> DOCUMENT SEGMENT:
+===+

For patients who cannot get on top of their health issues, a metabolic detoxification removes stored toxins and can reduce inflammation and other chronic health problems
Our bodies are constantly being bombarded by both endogenous (internal) and exogenous (external) toxins. We may not realize it, but our liver is busily working overtime to clear out these toxins. Unfortunately, the liver cannot purge every single toxin it encounters, so it ends up storing those toxins it cannot clear out, which is where a metabolic detoxification comes in.
Over time, storing all those toxins in various body organs and tissue will take its toll. This storage of excess toxins can lead to inflammation and chronic health conditions, such as arthritis, diabetes and high blood pressure, as well as more serious life-threatening illnesses such as cancer.
Flush out the bad
A metabolic detox can help flush out those endogenous and exogenous toxins but can be rather challenging for a patient undergoing one for the first time.

+===+

(Items listed in a dataset)
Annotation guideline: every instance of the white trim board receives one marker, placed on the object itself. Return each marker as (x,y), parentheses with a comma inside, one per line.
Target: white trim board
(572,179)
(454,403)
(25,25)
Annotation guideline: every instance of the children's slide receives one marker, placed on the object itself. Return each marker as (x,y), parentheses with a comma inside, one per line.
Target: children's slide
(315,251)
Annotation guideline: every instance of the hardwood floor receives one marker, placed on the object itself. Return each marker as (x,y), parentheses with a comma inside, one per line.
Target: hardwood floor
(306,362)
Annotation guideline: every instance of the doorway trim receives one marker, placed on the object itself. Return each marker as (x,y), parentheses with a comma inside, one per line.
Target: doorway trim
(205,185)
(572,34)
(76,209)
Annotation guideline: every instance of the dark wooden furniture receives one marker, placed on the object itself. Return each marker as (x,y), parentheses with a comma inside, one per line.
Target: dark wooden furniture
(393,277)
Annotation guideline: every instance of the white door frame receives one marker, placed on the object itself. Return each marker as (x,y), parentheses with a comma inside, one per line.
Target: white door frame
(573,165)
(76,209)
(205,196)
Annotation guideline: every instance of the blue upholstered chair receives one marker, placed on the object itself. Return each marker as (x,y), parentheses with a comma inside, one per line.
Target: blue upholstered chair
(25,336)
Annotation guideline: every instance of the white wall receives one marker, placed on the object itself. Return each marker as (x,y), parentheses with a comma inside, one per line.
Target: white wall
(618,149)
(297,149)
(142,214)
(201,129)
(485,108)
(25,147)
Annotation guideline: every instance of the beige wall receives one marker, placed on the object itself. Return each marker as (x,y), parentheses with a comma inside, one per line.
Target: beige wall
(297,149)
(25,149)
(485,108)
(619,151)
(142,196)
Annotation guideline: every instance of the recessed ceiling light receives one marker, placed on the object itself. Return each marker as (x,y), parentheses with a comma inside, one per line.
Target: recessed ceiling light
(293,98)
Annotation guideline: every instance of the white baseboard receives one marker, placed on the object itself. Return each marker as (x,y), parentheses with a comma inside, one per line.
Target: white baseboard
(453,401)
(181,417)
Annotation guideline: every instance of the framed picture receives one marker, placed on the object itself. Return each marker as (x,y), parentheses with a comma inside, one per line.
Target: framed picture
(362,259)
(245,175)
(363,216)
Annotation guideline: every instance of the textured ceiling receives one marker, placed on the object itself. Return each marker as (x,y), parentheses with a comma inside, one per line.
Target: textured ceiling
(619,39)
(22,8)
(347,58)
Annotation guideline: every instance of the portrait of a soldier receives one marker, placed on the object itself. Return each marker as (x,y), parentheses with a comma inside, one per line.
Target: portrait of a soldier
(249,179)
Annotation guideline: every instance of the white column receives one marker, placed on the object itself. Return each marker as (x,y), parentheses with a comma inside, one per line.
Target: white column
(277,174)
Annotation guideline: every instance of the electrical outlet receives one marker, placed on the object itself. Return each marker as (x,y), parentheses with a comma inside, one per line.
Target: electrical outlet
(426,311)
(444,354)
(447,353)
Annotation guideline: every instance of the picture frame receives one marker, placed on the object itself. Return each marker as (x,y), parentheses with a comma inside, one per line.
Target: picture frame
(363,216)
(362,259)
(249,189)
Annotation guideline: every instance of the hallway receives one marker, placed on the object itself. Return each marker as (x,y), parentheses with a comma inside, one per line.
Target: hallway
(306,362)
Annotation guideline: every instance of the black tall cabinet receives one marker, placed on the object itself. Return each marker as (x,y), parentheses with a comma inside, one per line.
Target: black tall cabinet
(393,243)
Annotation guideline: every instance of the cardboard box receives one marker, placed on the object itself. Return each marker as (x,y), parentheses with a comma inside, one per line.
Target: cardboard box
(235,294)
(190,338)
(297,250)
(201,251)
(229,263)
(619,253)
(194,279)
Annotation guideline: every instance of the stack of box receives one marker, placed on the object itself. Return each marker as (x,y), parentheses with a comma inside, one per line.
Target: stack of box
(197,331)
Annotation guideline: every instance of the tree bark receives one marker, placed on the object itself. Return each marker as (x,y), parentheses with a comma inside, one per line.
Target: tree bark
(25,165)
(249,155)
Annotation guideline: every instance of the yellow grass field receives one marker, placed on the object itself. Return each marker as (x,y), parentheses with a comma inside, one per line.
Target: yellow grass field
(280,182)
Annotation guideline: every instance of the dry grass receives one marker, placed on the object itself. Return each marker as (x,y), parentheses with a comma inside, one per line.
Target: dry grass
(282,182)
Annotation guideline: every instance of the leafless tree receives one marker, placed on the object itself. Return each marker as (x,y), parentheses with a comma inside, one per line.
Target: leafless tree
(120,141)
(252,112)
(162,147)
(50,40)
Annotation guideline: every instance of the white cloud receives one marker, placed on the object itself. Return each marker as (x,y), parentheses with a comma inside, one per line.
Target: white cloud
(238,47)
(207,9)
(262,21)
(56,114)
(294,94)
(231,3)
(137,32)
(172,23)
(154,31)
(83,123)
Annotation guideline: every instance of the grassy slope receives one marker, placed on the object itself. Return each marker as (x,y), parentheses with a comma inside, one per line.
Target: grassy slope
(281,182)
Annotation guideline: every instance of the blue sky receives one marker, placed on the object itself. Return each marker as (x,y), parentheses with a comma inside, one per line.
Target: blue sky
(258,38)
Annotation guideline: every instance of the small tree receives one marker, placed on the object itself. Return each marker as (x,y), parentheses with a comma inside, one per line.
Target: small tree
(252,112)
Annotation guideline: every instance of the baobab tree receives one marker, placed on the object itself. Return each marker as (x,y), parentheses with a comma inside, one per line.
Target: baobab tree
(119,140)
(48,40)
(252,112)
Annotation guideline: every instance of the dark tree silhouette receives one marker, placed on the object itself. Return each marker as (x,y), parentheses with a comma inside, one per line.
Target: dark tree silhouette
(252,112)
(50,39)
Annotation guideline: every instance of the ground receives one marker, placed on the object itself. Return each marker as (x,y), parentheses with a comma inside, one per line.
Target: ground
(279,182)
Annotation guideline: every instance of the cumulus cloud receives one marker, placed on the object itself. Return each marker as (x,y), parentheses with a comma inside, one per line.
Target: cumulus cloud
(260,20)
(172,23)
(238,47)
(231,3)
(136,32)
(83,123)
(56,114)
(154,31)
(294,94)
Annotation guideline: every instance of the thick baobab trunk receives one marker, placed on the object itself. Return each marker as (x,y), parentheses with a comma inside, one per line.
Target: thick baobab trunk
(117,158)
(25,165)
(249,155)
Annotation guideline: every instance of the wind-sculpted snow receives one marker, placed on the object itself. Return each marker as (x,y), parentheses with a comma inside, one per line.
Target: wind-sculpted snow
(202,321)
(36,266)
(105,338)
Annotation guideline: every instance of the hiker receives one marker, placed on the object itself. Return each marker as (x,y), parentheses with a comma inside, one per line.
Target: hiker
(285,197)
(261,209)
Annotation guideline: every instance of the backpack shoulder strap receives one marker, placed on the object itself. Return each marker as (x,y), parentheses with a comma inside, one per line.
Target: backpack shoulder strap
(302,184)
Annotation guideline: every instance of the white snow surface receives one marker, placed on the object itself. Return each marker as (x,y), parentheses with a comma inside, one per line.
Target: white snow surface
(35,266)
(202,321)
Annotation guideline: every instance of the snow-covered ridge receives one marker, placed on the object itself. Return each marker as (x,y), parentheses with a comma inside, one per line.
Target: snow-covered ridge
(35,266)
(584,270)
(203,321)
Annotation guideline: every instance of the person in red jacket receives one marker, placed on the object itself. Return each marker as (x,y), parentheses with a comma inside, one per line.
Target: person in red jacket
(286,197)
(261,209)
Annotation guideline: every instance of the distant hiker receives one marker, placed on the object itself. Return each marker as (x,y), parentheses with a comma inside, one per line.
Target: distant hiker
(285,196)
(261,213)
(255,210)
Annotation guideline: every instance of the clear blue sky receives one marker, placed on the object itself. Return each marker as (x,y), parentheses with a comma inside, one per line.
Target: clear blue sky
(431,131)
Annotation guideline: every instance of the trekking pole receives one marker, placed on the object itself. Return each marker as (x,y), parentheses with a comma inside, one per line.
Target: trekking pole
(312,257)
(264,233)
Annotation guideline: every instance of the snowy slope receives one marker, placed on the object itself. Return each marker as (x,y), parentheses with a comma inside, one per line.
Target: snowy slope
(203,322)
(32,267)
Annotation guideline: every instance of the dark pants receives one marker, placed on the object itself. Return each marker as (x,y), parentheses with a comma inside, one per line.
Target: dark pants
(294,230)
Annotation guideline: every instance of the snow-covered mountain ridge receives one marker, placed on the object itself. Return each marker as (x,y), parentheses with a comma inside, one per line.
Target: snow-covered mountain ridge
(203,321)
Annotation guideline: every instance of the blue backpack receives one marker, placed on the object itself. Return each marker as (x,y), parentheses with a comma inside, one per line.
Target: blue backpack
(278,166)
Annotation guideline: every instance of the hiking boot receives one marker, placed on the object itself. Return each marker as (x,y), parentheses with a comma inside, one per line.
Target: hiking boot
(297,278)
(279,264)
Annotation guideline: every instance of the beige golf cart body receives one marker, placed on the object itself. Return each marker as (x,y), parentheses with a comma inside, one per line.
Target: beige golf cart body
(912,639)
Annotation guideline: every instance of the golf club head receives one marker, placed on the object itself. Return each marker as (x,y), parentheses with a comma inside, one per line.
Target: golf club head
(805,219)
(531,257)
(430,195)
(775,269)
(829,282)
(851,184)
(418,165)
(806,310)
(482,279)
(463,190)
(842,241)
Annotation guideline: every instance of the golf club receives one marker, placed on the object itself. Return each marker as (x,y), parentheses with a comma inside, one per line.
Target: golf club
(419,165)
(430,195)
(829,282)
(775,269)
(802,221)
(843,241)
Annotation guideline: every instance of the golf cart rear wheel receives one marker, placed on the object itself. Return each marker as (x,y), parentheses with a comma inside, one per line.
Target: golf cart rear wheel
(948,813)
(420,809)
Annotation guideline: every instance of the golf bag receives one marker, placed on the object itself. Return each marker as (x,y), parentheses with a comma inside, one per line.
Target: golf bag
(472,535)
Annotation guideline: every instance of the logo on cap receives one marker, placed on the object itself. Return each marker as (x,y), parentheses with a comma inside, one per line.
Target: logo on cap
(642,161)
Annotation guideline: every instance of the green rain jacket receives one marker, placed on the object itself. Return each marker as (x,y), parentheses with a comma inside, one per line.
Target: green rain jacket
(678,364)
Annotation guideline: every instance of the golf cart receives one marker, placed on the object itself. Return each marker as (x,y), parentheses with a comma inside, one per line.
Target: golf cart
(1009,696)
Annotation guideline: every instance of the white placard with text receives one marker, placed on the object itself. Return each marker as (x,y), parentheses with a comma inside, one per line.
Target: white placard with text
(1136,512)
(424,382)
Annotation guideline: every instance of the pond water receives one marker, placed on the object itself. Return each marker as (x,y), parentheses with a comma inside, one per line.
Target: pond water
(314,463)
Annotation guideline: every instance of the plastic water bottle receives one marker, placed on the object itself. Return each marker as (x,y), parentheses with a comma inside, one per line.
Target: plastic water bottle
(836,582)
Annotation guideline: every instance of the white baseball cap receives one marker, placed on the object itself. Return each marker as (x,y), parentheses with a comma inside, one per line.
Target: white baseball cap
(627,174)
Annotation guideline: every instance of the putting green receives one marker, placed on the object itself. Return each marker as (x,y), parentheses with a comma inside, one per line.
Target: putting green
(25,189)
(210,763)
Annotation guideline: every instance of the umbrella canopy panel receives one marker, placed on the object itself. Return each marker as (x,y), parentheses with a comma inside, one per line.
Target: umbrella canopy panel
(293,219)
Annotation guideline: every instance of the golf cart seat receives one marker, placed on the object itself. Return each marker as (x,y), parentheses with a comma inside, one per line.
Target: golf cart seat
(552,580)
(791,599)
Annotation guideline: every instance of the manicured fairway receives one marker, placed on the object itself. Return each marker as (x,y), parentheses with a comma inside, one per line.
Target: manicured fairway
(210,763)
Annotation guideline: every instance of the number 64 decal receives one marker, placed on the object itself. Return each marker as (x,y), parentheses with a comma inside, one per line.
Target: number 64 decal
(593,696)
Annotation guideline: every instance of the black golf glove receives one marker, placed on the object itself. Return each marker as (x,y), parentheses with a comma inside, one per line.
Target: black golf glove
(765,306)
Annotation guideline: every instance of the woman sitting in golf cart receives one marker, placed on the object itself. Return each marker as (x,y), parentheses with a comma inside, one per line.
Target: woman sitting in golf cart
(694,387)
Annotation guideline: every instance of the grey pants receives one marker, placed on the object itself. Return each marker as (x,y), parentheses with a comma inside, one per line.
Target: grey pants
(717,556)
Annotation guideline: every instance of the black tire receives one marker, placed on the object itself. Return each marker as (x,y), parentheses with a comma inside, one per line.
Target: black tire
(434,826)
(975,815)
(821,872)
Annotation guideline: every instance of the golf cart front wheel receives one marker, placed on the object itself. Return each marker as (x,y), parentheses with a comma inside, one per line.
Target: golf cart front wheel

+===+

> TASK TO COMPLETE:
According to the passage on metabolic detoxification, what does the liver do with the toxins it cannot clear out? You can set the rows aside, since they are not needed here.

> TASK RESPONSE:
It stores them.